--- Start of MATERIALS PROVIDED ---
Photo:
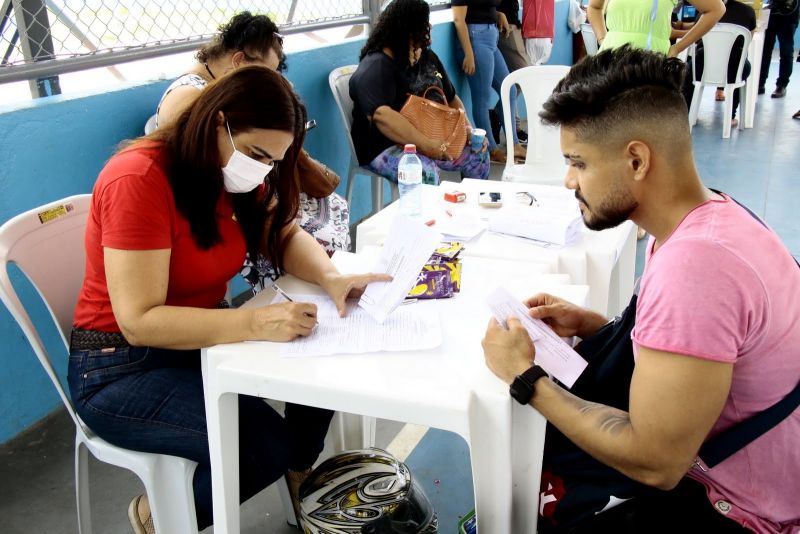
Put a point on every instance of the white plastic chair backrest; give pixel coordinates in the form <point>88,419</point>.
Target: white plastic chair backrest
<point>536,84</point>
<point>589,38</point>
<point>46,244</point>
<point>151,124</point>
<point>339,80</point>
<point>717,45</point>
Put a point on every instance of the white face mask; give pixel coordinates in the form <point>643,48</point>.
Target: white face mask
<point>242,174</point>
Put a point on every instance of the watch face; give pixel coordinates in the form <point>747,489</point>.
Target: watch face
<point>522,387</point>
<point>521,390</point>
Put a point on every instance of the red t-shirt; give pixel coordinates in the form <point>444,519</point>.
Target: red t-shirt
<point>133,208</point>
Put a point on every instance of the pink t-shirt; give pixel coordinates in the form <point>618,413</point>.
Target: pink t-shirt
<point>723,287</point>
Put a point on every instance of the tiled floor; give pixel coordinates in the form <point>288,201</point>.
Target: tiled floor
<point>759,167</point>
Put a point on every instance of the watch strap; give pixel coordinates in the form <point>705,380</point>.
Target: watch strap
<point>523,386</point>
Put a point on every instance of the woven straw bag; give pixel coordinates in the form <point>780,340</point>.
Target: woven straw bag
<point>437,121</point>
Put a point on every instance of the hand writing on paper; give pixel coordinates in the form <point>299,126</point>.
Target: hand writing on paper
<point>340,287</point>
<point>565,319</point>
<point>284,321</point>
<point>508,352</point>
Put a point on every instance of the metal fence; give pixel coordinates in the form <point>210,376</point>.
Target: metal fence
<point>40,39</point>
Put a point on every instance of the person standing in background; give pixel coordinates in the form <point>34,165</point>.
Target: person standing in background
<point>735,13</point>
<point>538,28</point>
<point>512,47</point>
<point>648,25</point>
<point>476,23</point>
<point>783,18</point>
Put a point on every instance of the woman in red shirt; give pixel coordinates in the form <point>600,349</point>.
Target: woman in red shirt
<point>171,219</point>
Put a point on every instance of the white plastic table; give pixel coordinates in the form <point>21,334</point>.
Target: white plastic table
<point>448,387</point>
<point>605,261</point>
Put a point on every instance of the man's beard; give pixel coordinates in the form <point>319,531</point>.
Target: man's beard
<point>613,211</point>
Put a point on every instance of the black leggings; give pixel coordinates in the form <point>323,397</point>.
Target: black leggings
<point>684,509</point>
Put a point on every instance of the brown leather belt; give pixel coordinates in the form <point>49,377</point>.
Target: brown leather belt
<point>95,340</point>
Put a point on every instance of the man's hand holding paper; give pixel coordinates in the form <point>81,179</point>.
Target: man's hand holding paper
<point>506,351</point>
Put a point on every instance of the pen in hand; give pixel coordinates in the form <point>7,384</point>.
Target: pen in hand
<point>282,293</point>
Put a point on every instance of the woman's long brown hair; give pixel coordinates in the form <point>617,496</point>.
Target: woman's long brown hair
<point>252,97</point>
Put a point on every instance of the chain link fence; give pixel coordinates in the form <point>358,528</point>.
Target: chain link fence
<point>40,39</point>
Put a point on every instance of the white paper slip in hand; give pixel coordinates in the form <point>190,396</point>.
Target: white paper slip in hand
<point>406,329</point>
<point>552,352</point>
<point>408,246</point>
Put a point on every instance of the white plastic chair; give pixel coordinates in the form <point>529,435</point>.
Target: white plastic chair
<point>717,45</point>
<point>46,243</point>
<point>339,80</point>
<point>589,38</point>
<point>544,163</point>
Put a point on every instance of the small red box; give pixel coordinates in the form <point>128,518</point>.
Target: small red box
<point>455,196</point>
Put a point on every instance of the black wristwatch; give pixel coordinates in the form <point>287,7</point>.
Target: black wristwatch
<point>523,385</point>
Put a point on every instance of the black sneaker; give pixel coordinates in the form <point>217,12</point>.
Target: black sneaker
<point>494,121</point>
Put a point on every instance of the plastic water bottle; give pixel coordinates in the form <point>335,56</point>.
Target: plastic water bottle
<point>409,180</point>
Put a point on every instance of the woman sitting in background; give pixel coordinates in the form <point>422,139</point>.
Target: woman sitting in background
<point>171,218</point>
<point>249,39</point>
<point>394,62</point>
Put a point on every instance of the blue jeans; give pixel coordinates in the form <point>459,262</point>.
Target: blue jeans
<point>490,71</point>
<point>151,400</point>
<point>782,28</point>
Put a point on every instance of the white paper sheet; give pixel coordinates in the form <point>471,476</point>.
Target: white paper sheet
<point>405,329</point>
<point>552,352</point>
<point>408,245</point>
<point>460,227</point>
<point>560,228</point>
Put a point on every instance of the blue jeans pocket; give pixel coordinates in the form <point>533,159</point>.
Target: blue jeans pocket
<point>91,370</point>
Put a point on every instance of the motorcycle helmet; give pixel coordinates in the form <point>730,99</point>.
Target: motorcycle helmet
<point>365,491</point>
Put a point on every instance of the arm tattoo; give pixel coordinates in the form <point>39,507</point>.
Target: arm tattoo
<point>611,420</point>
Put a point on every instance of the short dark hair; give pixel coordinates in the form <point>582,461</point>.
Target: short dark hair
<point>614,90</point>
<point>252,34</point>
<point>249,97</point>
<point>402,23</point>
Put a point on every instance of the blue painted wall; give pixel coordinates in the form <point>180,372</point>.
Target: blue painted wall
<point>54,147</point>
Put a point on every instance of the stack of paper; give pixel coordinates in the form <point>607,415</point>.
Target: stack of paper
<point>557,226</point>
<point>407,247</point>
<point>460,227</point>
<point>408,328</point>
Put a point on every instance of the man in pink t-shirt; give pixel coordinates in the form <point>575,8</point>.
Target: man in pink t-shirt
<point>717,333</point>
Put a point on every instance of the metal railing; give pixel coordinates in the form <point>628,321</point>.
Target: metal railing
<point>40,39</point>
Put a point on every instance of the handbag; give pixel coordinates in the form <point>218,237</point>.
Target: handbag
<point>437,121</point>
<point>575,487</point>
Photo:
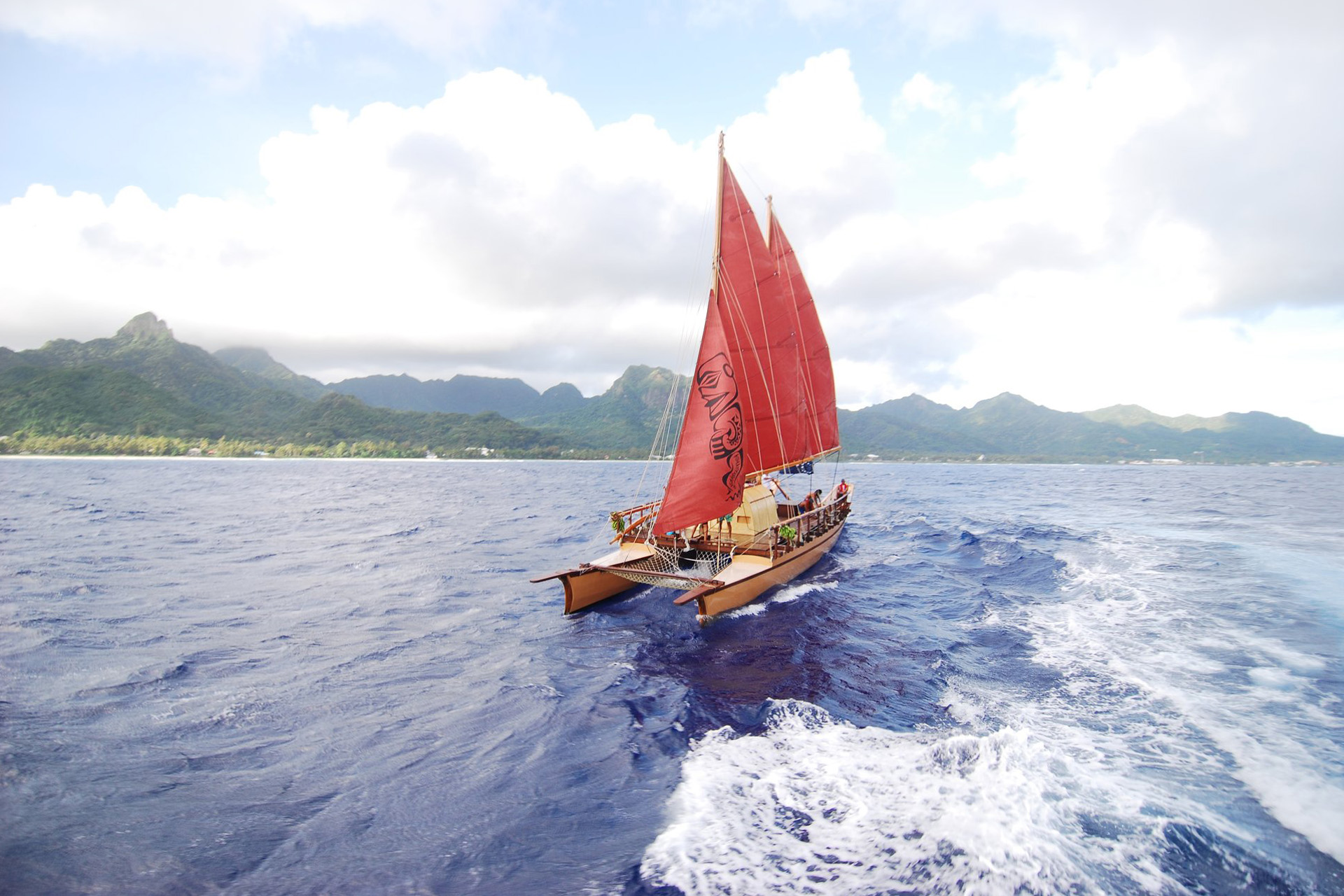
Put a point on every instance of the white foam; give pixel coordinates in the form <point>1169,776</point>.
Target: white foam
--- End of MATERIALS PROVIDED ---
TASK TO CARRY OUT:
Please recast the lines above as a Markdown table with the columns No. and Line, numbering the rows and skipping any blank lines. Leave the pictures out.

COMPLETE ANSWER:
| No. | Line |
|---|---|
| 1 | Photo: |
| 2 | Put a point on every instance of the white plastic chair backrest; give pixel coordinates in the form <point>88,419</point>. |
| 3 | Target: white plastic chair backrest |
| 4 | <point>536,84</point> |
| 5 | <point>589,38</point> |
| 6 | <point>46,244</point> |
| 7 | <point>151,124</point> |
| 8 | <point>339,80</point> |
| 9 | <point>717,45</point> |
| 10 | Put a point on every instance of the white face mask; give pixel coordinates in the form <point>643,48</point>. |
| 11 | Target: white face mask |
| 12 | <point>242,174</point> |
| 13 | Put a point on every instance of the watch face; give pixel coordinates in the form <point>747,489</point>. |
| 14 | Target: watch face |
| 15 | <point>522,387</point> |
| 16 | <point>521,390</point> |
| 17 | Put a point on every instance of the red t-shirt; give pixel coordinates in the form <point>444,519</point>. |
| 18 | Target: red t-shirt |
| 19 | <point>133,208</point> |
| 20 | Put a point on every instance of the pink t-shirt; give pixel coordinates in the form <point>618,413</point>. |
| 21 | Target: pink t-shirt |
| 22 | <point>723,287</point> |
| 23 | Put a point on every instance of the tiled floor; give pixel coordinates in the form <point>288,201</point>. |
| 24 | Target: tiled floor |
| 25 | <point>759,167</point> |
| 26 | Put a point on every instance of the watch strap; give pixel coordinates in the form <point>705,380</point>. |
| 27 | Target: watch strap |
| 28 | <point>523,386</point> |
| 29 | Put a point on every instance of the woven straw bag; give pixel coordinates in the form <point>780,340</point>. |
| 30 | Target: woven straw bag |
| 31 | <point>437,121</point> |
| 32 | Put a point on every instance of the hand writing on paper; give pixel coordinates in the form <point>299,126</point>. |
| 33 | Target: hand writing on paper |
| 34 | <point>340,287</point> |
| 35 | <point>565,319</point> |
| 36 | <point>284,321</point> |
| 37 | <point>508,352</point> |
| 38 | Put a point on every instance of the metal fence; give pixel coordinates in the form <point>210,376</point>. |
| 39 | Target: metal fence |
| 40 | <point>40,39</point> |
| 41 | Put a point on every instance of the person standing in background; give pixel coordinates in the form <point>34,165</point>. |
| 42 | Target: person standing in background |
| 43 | <point>735,13</point> |
| 44 | <point>538,28</point> |
| 45 | <point>512,47</point> |
| 46 | <point>648,25</point> |
| 47 | <point>476,23</point> |
| 48 | <point>783,18</point> |
| 49 | Put a point on every instance of the woman in red shirt; give pixel coordinates in the form <point>600,349</point>. |
| 50 | Target: woman in red shirt |
| 51 | <point>171,219</point> |
| 52 | Put a point on every instance of the white plastic table; give pixel coordinates in the form <point>21,334</point>. |
| 53 | Target: white plastic table |
| 54 | <point>448,387</point> |
| 55 | <point>605,261</point> |
| 56 | Put a point on every instance of the man's beard; give pixel coordinates in the form <point>319,531</point>. |
| 57 | Target: man's beard |
| 58 | <point>613,211</point> |
| 59 | Put a point on every instance of the black leggings; give pixel coordinates in the form <point>323,397</point>. |
| 60 | Target: black leggings |
| 61 | <point>684,509</point> |
| 62 | Put a point on every instance of the brown leather belt; give pixel coordinates in the form <point>49,377</point>. |
| 63 | Target: brown leather belt |
| 64 | <point>95,340</point> |
| 65 | Put a point on every instance of the man's hand holding paper; give pixel coordinates in the form <point>81,179</point>. |
| 66 | Target: man's hand holding paper |
| 67 | <point>506,351</point> |
| 68 | Put a point on every instance of the pen in hand; give pixel coordinates in the form <point>7,384</point>. |
| 69 | Target: pen in hand |
| 70 | <point>282,293</point> |
| 71 | Put a point on every instance of the woman's long brown hair; give pixel coordinates in the form <point>617,496</point>. |
| 72 | Target: woman's long brown hair |
| 73 | <point>252,97</point> |
| 74 | Put a point on every instance of the chain link fence; give pixel coordinates in the form <point>358,528</point>. |
| 75 | Target: chain link fence |
| 76 | <point>40,39</point> |
| 77 | Put a point on every instance of the white paper slip in hand; give pixel coordinates in the form <point>190,396</point>. |
| 78 | Target: white paper slip in hand |
| 79 | <point>406,329</point> |
| 80 | <point>552,352</point> |
| 81 | <point>408,246</point> |
| 82 | Put a point on every instance of the white plastic chair; give pixel coordinates in the form <point>529,435</point>. |
| 83 | Target: white plastic chair |
| 84 | <point>717,45</point> |
| 85 | <point>46,243</point> |
| 86 | <point>339,80</point> |
| 87 | <point>589,38</point> |
| 88 | <point>544,163</point> |
| 89 | Put a point on every instance of the small red box; give pixel coordinates in the form <point>128,518</point>. |
| 90 | Target: small red box |
| 91 | <point>455,196</point> |
| 92 | Put a point on every instance of the black wristwatch; give pixel coordinates in the form <point>287,7</point>. |
| 93 | Target: black wristwatch |
| 94 | <point>523,385</point> |
| 95 | Put a point on every instance of the black sneaker; give pixel coordinates in the form <point>217,12</point>. |
| 96 | Target: black sneaker |
| 97 | <point>494,121</point> |
| 98 | Put a point on every instance of the plastic water bottle; give pixel coordinates in the form <point>335,56</point>. |
| 99 | Target: plastic water bottle |
| 100 | <point>409,180</point> |
| 101 | Put a point on every instance of the woman sitting in background; give pixel coordinates in the form <point>422,139</point>. |
| 102 | Target: woman sitting in background |
| 103 | <point>171,218</point> |
| 104 | <point>249,39</point> |
| 105 | <point>394,62</point> |
| 106 | Put a point on every instance of the blue jeans; give pixel coordinates in the form <point>459,262</point>. |
| 107 | Target: blue jeans |
| 108 | <point>490,71</point> |
| 109 | <point>151,400</point> |
| 110 | <point>782,28</point> |
| 111 | Put a point on every instance of the white paper sheet; give pixel coordinates in the form <point>471,476</point>. |
| 112 | Target: white paper sheet |
| 113 | <point>405,329</point> |
| 114 | <point>552,352</point> |
| 115 | <point>408,245</point> |
| 116 | <point>460,227</point> |
| 117 | <point>560,228</point> |
| 118 | Put a point on every instance of the blue jeans pocket; give pixel coordinates in the form <point>533,159</point>. |
| 119 | Target: blue jeans pocket |
| 120 | <point>91,370</point> |
| 121 | Put a point on every instance of the motorcycle helmet; give pixel coordinates in the form <point>730,99</point>. |
| 122 | Target: motorcycle helmet |
| 123 | <point>365,491</point> |
| 124 | Put a point on every instance of the arm tattoo; give pixel coordinates in the form <point>39,507</point>. |
| 125 | Target: arm tattoo |
| 126 | <point>611,420</point> |
| 127 | Put a point on every instance of the short dark hair; give pixel coordinates in the form <point>582,461</point>. |
| 128 | Target: short dark hair |
| 129 | <point>614,90</point> |
| 130 | <point>252,34</point> |
| 131 | <point>249,97</point> |
| 132 | <point>402,23</point> |
| 133 | Put a point on every instance of the blue painted wall; give pixel coordinates in the form <point>180,372</point>. |
| 134 | Target: blue painted wall |
| 135 | <point>54,147</point> |
| 136 | Put a point on every instance of the stack of paper; give pixel coordinates in the form <point>607,415</point>. |
| 137 | Target: stack of paper |
| 138 | <point>557,226</point> |
| 139 | <point>407,247</point> |
| 140 | <point>460,227</point> |
| 141 | <point>408,328</point> |
| 142 | Put a point on every instance of the man in pink t-shirt; give pixel coordinates in the form <point>575,8</point>. |
| 143 | Target: man in pink t-shirt |
| 144 | <point>717,333</point> |
| 145 | Put a point on every instance of the metal railing; give pixel coordinates in the form <point>628,321</point>. |
| 146 | Target: metal railing |
| 147 | <point>40,39</point> |
| 148 | Put a point on every instance of the handbag; give pixel coordinates in the form <point>218,237</point>. |
| 149 | Target: handbag |
| 150 | <point>437,121</point> |
| 151 | <point>575,487</point> |
| 152 | Photo: |
| 153 | Put a point on every instance of the white foam; give pixel coordinates in the form <point>1169,776</point>. |
| 154 | Target: white foam |